### Task
In two or three sentences, explain why the note on On Learned Ignorance calls the work "really amazing" and "Very curious."

In keeping with a post earlier today on a Medieval jewel of scholarship (Sacrobosco's Sphaera) is this short note on Nicolas of Cusa's beautifully-named de docta ignorantia, or On Learned Ignorance. Nicolaus (1401-1464, Nicholas Cusanus/Kues) was a philosopher, mathematician, theologian, astronomer, cardinal, and mystic, a product of the University of Padua (1423) and then the University of Cologne, and "arguably the most important German thinker of fifteenth century" (Stanford Encyclopedia of Philosophy, here). He was deeply intuitive, a visionary, and in his Learned Ignorance he presented a way of the human mind to release itself to learn the mind of god (among many other things). [Image: detail in Meister des Marienlebens, located in the hospital at Kues (Germany), showing Nicolas of Cusa.]
In this work is something really amazing--here's this wide thinker at the end of the Medieval period, writing on advanced theological issues, finding time to stop and smell the astronomical/cosmological roses long enough to think about the unending nature of the universe, about infinity, about the stars being suns for other planets, about the Earth spinning on an axis and circling the Sun. And all of this done without observations, and without calculation, and without a theory--its just a bunch of the big thoughts of modernity found in a small tract about knowing the Creator. Very curious.

### Given entries

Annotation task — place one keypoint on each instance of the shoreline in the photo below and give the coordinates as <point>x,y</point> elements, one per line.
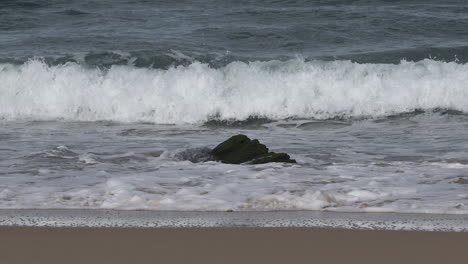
<point>228,245</point>
<point>98,218</point>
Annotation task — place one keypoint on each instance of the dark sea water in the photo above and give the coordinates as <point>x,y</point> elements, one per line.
<point>97,98</point>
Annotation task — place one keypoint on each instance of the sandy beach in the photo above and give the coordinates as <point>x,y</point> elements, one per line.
<point>228,245</point>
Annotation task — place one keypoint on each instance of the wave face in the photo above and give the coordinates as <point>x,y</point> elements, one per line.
<point>197,92</point>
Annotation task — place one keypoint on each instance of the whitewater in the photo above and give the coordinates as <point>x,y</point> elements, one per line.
<point>103,102</point>
<point>198,93</point>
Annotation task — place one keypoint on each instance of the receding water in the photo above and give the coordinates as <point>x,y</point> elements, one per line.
<point>99,98</point>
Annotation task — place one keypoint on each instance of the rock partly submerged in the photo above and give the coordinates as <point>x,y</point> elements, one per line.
<point>241,149</point>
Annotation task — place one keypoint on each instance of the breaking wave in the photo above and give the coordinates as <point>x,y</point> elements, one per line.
<point>197,93</point>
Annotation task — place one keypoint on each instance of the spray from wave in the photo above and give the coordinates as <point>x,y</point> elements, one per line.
<point>197,93</point>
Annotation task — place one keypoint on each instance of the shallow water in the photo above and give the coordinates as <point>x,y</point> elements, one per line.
<point>97,100</point>
<point>410,163</point>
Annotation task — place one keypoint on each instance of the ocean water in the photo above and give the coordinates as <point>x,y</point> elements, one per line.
<point>98,99</point>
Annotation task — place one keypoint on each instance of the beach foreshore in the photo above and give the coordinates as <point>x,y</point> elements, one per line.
<point>228,245</point>
<point>212,219</point>
<point>113,236</point>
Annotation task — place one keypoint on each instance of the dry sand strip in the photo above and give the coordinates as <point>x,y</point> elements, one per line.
<point>228,245</point>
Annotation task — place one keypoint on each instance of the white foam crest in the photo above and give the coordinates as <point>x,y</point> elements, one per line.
<point>196,93</point>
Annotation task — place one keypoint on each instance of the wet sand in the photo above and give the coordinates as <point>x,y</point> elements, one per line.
<point>228,245</point>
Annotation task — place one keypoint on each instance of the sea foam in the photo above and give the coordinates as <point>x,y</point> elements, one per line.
<point>197,93</point>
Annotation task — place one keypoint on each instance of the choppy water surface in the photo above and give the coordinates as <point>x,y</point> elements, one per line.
<point>98,98</point>
<point>413,163</point>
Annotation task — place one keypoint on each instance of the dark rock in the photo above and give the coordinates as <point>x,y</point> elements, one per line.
<point>195,155</point>
<point>239,149</point>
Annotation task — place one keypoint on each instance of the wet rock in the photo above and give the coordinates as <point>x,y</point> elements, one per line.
<point>273,157</point>
<point>461,181</point>
<point>241,149</point>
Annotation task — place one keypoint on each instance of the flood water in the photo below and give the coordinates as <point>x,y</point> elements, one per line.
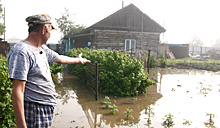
<point>186,94</point>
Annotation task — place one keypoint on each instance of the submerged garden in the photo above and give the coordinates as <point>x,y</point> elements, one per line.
<point>128,95</point>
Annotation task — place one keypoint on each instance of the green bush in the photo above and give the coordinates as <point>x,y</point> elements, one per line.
<point>119,75</point>
<point>7,118</point>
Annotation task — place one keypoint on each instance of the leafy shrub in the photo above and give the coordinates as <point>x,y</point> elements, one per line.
<point>7,118</point>
<point>119,75</point>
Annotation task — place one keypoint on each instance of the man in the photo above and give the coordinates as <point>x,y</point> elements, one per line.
<point>33,94</point>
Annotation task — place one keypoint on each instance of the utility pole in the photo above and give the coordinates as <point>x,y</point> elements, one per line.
<point>4,23</point>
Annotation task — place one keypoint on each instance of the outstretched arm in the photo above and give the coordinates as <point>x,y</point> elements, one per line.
<point>70,60</point>
<point>18,102</point>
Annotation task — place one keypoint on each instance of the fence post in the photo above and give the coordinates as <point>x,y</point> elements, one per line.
<point>148,65</point>
<point>97,80</point>
<point>201,51</point>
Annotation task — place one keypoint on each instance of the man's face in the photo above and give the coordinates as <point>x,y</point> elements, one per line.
<point>47,33</point>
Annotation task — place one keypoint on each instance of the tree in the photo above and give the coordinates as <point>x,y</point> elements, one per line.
<point>67,26</point>
<point>195,41</point>
<point>2,26</point>
<point>217,43</point>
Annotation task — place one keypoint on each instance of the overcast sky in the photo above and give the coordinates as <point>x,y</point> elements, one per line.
<point>181,18</point>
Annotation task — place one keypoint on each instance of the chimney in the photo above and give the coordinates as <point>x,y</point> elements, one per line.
<point>122,4</point>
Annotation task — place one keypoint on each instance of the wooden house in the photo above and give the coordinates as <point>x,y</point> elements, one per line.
<point>128,29</point>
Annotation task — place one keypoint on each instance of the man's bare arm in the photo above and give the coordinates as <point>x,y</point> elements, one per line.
<point>18,102</point>
<point>70,60</point>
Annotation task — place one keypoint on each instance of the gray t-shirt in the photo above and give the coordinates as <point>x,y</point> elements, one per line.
<point>25,62</point>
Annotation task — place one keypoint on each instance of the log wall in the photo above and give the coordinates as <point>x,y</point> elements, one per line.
<point>111,39</point>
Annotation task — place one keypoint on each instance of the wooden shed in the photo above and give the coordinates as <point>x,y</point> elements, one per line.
<point>128,29</point>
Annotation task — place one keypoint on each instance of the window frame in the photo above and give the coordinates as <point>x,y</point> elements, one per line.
<point>130,40</point>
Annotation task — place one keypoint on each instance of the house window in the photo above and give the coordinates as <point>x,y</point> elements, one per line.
<point>130,45</point>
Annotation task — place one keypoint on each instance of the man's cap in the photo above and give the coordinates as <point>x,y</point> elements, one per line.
<point>39,19</point>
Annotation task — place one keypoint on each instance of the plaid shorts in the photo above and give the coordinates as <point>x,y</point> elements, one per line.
<point>38,115</point>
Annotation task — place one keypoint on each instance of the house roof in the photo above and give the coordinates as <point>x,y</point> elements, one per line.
<point>128,18</point>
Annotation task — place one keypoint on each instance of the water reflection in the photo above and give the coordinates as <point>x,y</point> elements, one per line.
<point>96,115</point>
<point>194,95</point>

### Solution to this exercise
Nicolas of Cusa was a wide thinker at the end of the Medieval period who was writing on advanced theological issues. Yet in this work he also considered the unending nature of the universe, infinity, the stars as suns for other planets, and the Earth spinning on an axis and circling the Sun. He did all of this without observations, calculation, or a theory, so a small tract about knowing the Creator holds many of the big thoughts of modernity.